## SOURCE TEXT
==========

That is, the data carrier may further comprise at least one background layer. Preferably, said background layer is not transparent or translucent, for example opaque. Preferably, the background layer comprises or consists of one or more polymers and/or plastics, preferably thermoplastics, particularly preferably polycarbonates. Preferably, the background layer further corresponds to a colored layer, such as a white layer. Such a colored background layer is preferably provided by a layer comprising or consisting of a polymer and/or plastic, in which a pigment is embedded. Preferably, said pigment is opaque and/or configured to at least partially reflect incident electromagnetic radiation and/or configured to at least partially absorb incident electromagnetic radiation. The background layer preferably serves the purpose of making the data carrier at least partially opaque and/or of providing a background for a non-transparent but colored data carrier. Preferably, the background layer is white. However, other colors are conceivable as well.

Different arrangements of the background layer with respect to the processing layer and the substrate layer are also conceivable. For example, the extension of the background layer and of the processing layer and/or substrate layer along the lateral direction may be the same or different. In other words, the width of these layers along the horizontal direction may be the same or different. It is also conceivable that these layers are arranged only partially overlapping with respect to the extension direction. In other words, when viewed along the vertical direction, at least one area of the processing layer and/or substrate layer is not covered by the background layer or vice versa. However, it is equally conceivable that these layers are totally overlapping with respect to the extension direction or with respect to a direction extending opposite to the extension direction.

If the background layer is arranged in the same position as the substrate layer and/or the treatment layer in the extension direction, it is preferred that the background layer comprises at least one recess, through hole or opening, and the treatment layer and/or the substrate layer is arranged at least partially within said recess, through hole or opening. Said recess, through hole or opening may be a window as described in US 2014/023838 A1. In other words, it is conceivable that the treatment layer according to the invention is implemented as the well-known window lock, but with the difference that the metal foil is replaced by a treatment layer comprising an opaque pigment according to the invention.

It is also conceivable that the data carrier comprises two or more background layers, said two or more background layers being the same or different from one another. In this case too, the difference lies, for example, in the overlap with respect to the extension direction and/or in the extension along the lateral direction, as outlined above.

==========

## EXTRACTED ENTRIES

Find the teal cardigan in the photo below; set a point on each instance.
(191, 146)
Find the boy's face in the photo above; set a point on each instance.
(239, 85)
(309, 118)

==========

## SET PROBLEM A
According to the background-layer text, what color is the background layer preferably?
## SET PROBLEM B
Rewrite the paragraph of the background-layer text that begins "Different arrangements of the background layer" as a short bulleted list that keeps its main facts.
## SET PROBLEM C
Reproduce the part of the background-layer text starting at "If the background" and ending at "to the invention.".

## FINAL ANSWER A
White.

## FINAL ANSWER B
- The background layer can be arranged in different ways relative to the processing layer and the substrate layer.
- Along the lateral (horizontal) direction, these layers may have the same or different widths.
- They may overlap only partially along the extension direction, so that, viewed vertically, some area of one layer is not covered by the other.
- They may also overlap completely, along the extension direction or the opposite direction.

## FINAL ANSWER C
If the background layer is arranged in the same position as the substrate layer and/or the treatment layer in the extension direction, it is preferred that the background layer comprises at least one recess, through hole or opening, and the treatment layer and/or the substrate layer is arranged at least partially within said recess, through hole or opening. Said recess, through hole or opening may be a window as described in US 2014/023838 A1. In other words, it is conceivable that the treatment layer according to the invention is implemented as the well-known window lock, but with the difference that the metal foil is replaced by a treatment layer comprising an opaque pigment according to the invention.